Records to use —
-- start --
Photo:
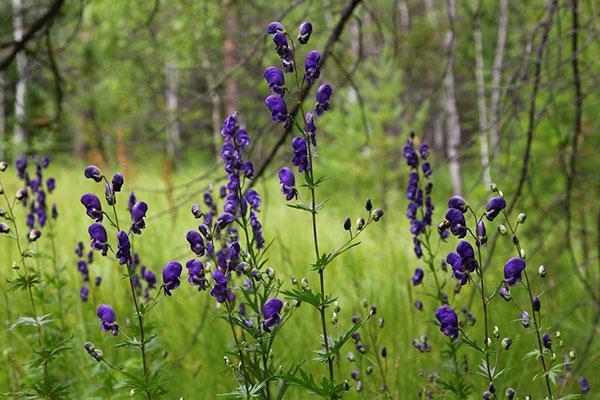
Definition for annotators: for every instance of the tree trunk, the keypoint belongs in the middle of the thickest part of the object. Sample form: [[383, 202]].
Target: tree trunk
[[19, 131], [173, 133], [497, 76], [452, 119], [229, 55], [481, 101]]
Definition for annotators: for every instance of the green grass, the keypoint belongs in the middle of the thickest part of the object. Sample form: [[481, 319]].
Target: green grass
[[378, 270]]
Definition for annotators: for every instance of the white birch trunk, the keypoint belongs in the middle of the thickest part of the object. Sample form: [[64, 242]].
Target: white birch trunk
[[452, 119], [497, 76], [19, 131], [172, 110], [481, 102]]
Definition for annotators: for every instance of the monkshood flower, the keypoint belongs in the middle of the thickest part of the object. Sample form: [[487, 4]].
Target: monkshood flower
[[300, 158], [196, 243], [305, 32], [93, 172], [583, 384], [448, 321], [99, 238], [220, 291], [278, 109], [83, 293], [123, 248], [288, 183], [196, 274], [418, 276], [323, 95], [93, 209], [311, 66], [271, 313], [138, 213], [171, 274], [494, 206], [117, 182], [512, 271], [275, 80], [108, 319]]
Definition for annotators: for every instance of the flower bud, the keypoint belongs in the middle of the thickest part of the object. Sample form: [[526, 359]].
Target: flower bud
[[360, 224], [34, 235], [542, 271], [347, 224], [377, 214], [197, 211]]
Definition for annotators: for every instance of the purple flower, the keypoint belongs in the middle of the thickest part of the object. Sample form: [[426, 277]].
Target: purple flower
[[98, 237], [93, 209], [123, 248], [93, 172], [585, 387], [305, 32], [277, 107], [138, 213], [196, 242], [275, 27], [448, 321], [271, 313], [512, 270], [51, 184], [458, 203], [83, 293], [324, 93], [418, 276], [171, 273], [275, 80], [300, 158], [493, 207], [117, 182], [288, 183], [196, 274], [230, 126], [220, 291], [108, 319], [311, 66], [457, 223]]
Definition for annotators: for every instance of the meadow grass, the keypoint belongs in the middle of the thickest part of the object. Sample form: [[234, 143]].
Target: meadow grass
[[378, 270]]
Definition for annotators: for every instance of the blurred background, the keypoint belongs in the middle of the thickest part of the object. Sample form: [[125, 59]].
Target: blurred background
[[503, 92]]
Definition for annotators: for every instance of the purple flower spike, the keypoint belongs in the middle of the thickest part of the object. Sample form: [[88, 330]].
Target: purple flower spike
[[278, 109], [493, 207], [312, 66], [512, 270], [138, 213], [448, 321], [93, 209], [275, 80], [271, 313], [98, 237], [288, 183], [305, 32], [196, 242], [123, 248], [418, 276], [93, 172], [108, 319], [117, 182], [323, 95], [171, 273]]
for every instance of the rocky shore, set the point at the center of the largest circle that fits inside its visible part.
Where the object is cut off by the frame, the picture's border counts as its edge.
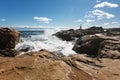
(98, 57)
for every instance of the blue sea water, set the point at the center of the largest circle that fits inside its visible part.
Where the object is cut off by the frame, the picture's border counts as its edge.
(41, 38)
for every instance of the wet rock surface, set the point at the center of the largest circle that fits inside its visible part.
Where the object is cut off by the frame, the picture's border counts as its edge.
(8, 40)
(98, 46)
(41, 65)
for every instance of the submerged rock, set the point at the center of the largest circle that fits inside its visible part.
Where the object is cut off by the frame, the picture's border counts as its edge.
(72, 34)
(98, 46)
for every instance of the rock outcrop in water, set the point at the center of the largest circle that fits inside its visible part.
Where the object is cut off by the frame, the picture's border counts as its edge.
(8, 39)
(98, 46)
(71, 34)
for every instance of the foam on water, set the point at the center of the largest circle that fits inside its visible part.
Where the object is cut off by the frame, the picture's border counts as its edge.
(46, 41)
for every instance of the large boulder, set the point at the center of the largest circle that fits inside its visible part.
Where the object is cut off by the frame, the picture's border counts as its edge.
(8, 40)
(98, 46)
(41, 65)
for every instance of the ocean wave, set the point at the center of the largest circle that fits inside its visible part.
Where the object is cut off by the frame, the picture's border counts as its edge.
(45, 41)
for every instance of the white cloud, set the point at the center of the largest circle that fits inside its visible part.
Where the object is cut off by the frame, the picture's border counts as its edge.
(106, 24)
(89, 20)
(102, 15)
(85, 21)
(114, 22)
(3, 20)
(98, 0)
(106, 4)
(42, 19)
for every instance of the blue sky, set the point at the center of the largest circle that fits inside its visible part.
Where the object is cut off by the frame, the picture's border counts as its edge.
(56, 13)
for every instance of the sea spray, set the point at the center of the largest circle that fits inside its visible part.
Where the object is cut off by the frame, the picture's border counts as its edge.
(37, 41)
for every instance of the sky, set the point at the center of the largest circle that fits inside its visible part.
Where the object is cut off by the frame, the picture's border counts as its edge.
(59, 13)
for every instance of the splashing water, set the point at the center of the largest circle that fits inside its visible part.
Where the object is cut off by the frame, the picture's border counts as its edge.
(43, 39)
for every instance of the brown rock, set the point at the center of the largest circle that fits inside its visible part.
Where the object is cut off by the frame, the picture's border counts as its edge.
(98, 46)
(39, 66)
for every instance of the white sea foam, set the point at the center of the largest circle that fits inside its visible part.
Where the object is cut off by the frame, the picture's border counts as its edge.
(46, 41)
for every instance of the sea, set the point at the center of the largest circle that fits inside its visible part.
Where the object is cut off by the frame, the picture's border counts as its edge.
(35, 39)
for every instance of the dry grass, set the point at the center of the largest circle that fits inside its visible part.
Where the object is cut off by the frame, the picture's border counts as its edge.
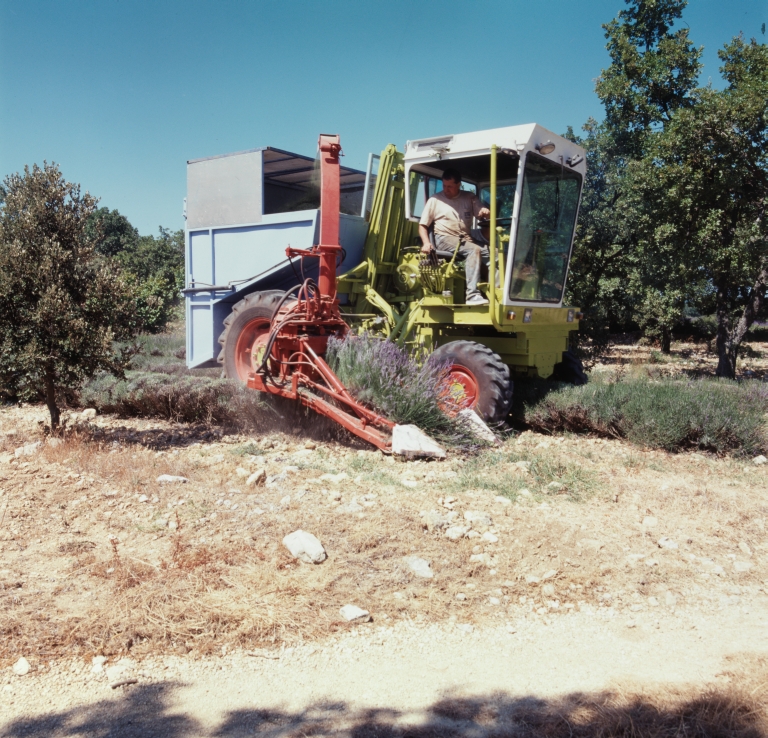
(222, 578)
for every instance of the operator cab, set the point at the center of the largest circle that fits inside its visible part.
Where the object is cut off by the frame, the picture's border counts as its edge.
(539, 177)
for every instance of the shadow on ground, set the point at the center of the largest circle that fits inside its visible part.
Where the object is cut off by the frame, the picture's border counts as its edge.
(145, 711)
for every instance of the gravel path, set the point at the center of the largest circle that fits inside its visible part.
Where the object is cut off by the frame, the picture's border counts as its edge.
-- end --
Required task —
Repeat all of the items above word for word, but leave out the pictures.

Exercise output —
Photo:
Definition for annotators: for every instance of the tree trunk, the keypoint belongs in the middle of the thickest part of the object. Sample form: [[383, 202]].
Target: tree trunk
[[19, 131], [173, 133], [497, 76], [452, 119], [229, 55], [481, 101]]
Definition for annotators: for every instance of the green grass, the keypoint belongs in the middle of the thickest part of the object. Sample form: [[481, 319]].
Target: green grass
[[378, 270]]
Definition for annotators: for every instance of the white birch trunk, the keypoint belongs in the middle of the thickest part of the object. Sample form: [[64, 242]].
Target: white birch trunk
[[452, 119], [497, 76], [19, 131], [172, 110], [481, 102]]
Definition for annotators: for every instance of the monkshood flower, the keypoint belongs in the middle of the thickest part of the object. Sample form: [[487, 4]].
Target: monkshood flower
[[300, 158], [196, 243], [305, 32], [93, 172], [583, 384], [448, 321], [99, 238], [220, 291], [278, 109], [83, 293], [123, 248], [288, 183], [196, 274], [418, 276], [323, 95], [93, 209], [311, 66], [271, 313], [138, 213], [171, 274], [494, 206], [117, 182], [512, 271], [275, 80], [108, 319]]
Definition for annotators: for every instance of the flower bud, the keypoint belongs in the middle of the thickest part of the object. Sample form: [[526, 359]].
Target: flower bud
[[360, 224], [34, 235], [542, 271], [347, 224], [377, 214], [197, 211]]
Definition for annotators: for every instance of the purple flower, the keypoint belongs in the middle of the thickest part of the object. Sample form: [[426, 277]].
Target: purple flower
[[98, 237], [93, 209], [123, 248], [93, 172], [585, 387], [305, 32], [277, 107], [138, 213], [196, 242], [275, 27], [448, 321], [271, 313], [512, 270], [51, 184], [458, 203], [83, 293], [324, 93], [418, 276], [171, 273], [275, 80], [300, 158], [493, 207], [117, 182], [288, 183], [196, 274], [230, 126], [220, 291], [108, 319], [311, 66], [457, 223]]
Definition for annotators: for every instance of the meadow grass, the keypoint belongs in the middle of the thickest part of the object. Sample form: [[234, 143]].
Target: meadow grass
[[378, 270]]
Definition for annotators: for every instance of the blurred background, the keypoint belongs in the middle of the thickest part of the object. Sample form: [[125, 59]].
Target: blurred background
[[503, 92]]
Definition for annotators: for every instance of the purple flower spike, the keypoint belongs in the middle of the thickest part of the object. Sample form: [[88, 330]].
Target: purple flower spike
[[278, 109], [493, 207], [312, 66], [512, 270], [138, 213], [448, 321], [93, 209], [275, 80], [271, 313], [98, 237], [288, 183], [305, 32], [196, 242], [123, 248], [418, 276], [93, 172], [108, 319], [117, 182], [323, 95], [171, 273]]
for every instance of the rocky shore, set the point at the center of the largest circle that fits inside its visible part.
Where the object is cut off by the frame, the picture's border counts as its edge.
(98, 57)
for every instance of the blue sea water, set the point at the center of the largest circle that fits inside its visible part.
Where the object is cut off by the frame, the picture's border counts as its edge.
(41, 38)
for every instance of the wet rock surface, set the point at the center of the largest circle that fits inside its visible part.
Where the object is cut off by the frame, the picture's border counts as its edge.
(8, 40)
(98, 46)
(41, 65)
for every instance of the submerged rock, set the point at the center of the largest circle that fits inside its visible part.
Where the object is cut off by the frame, the picture's border counts as its edge.
(72, 34)
(98, 46)
for every instance of the rock outcrop in water, set the point at the center of the largest circle that fits inside its visible part.
Where the object is cut off by the frame, the picture's border counts as its edge.
(8, 39)
(98, 46)
(71, 34)
for every instance of the foam on water, set the point at the center of the largest circle that fits inside its visible part.
Where the object is cut off by the frame, the picture's border counts as its edge.
(46, 41)
for every instance of the large boulder, set the point at the center of the largest circle that fits inside its visible part.
Where the object is cut off by the frame, the picture's border counts as its edge.
(8, 40)
(98, 46)
(41, 65)
for every instance of the ocean wave, set the point at the center of the largest circle that fits inside its visible part.
Where the object is cut off by the frame, the picture's border counts as its edge.
(45, 41)
for every instance of the white cloud, set the point at the center of the largest circle that fits inside its visible part.
Where the object is cut off by the frame, the picture's border counts as its edge.
(106, 24)
(89, 20)
(102, 15)
(85, 21)
(114, 22)
(3, 20)
(98, 0)
(106, 4)
(42, 19)
for every instance of the blue sky, set the point at the center of the largest circle that fits inside its visible part.
Where the object is cut off by the frame, the picture's border counts as its edge.
(56, 13)
for every instance of the sea spray, set the point at the center of the largest circle that fits inside its visible part.
Where the object is cut off by the frame, the picture's border counts as its edge.
(37, 41)
for every instance of the sky, set the point at the center of the largest circle that fits inside its visible part.
Where the object is cut off by the frame, the picture's border counts as its edge.
(59, 13)
for every instance of the splashing water, set the point at the center of the largest circle that fits inside its visible part.
Where the object is cut off by the frame, the picture's border counts as its edge.
(43, 39)
for every instance of the brown rock, set the point at the center of the largest circle that fits inside its visible part.
Where the object is cut off by the frame, the picture's border counts as its edge.
(98, 46)
(39, 66)
for every instance of the white sea foam, set the point at the center of the largest circle that fits inside its visible part.
Where the object is cut off by the frame, the picture's border counts as its edge.
(46, 41)
for every instance of the sea, set the point at the center of the largest circle that fits inside its visible part.
Where the object is cut off by the frame, the picture's border counts as its edge.
(35, 39)
for every instance of the dry grass, set the point at the center of the largest circle that fits inside its visible part.
Where the object is cut off by the frame, the picture's border counts as its edge.
(222, 578)
for every instance of the operator cab, set the point at the center of the largest circle that fits inside its visible part.
Where the object is cut off by the frame, the picture's border counts as its edge.
(539, 177)
for every instance of the shadow on ground, set the point at the center of the largest circle that fits inside its visible part.
Where the object is cut off by the frame, the picture's border counts as its edge.
(145, 711)
for every instance of the gravel path, set the point at the center of the largest circle that fits inside its visible part.
Where the object is cut off by the frame, the picture's border counts as its edge.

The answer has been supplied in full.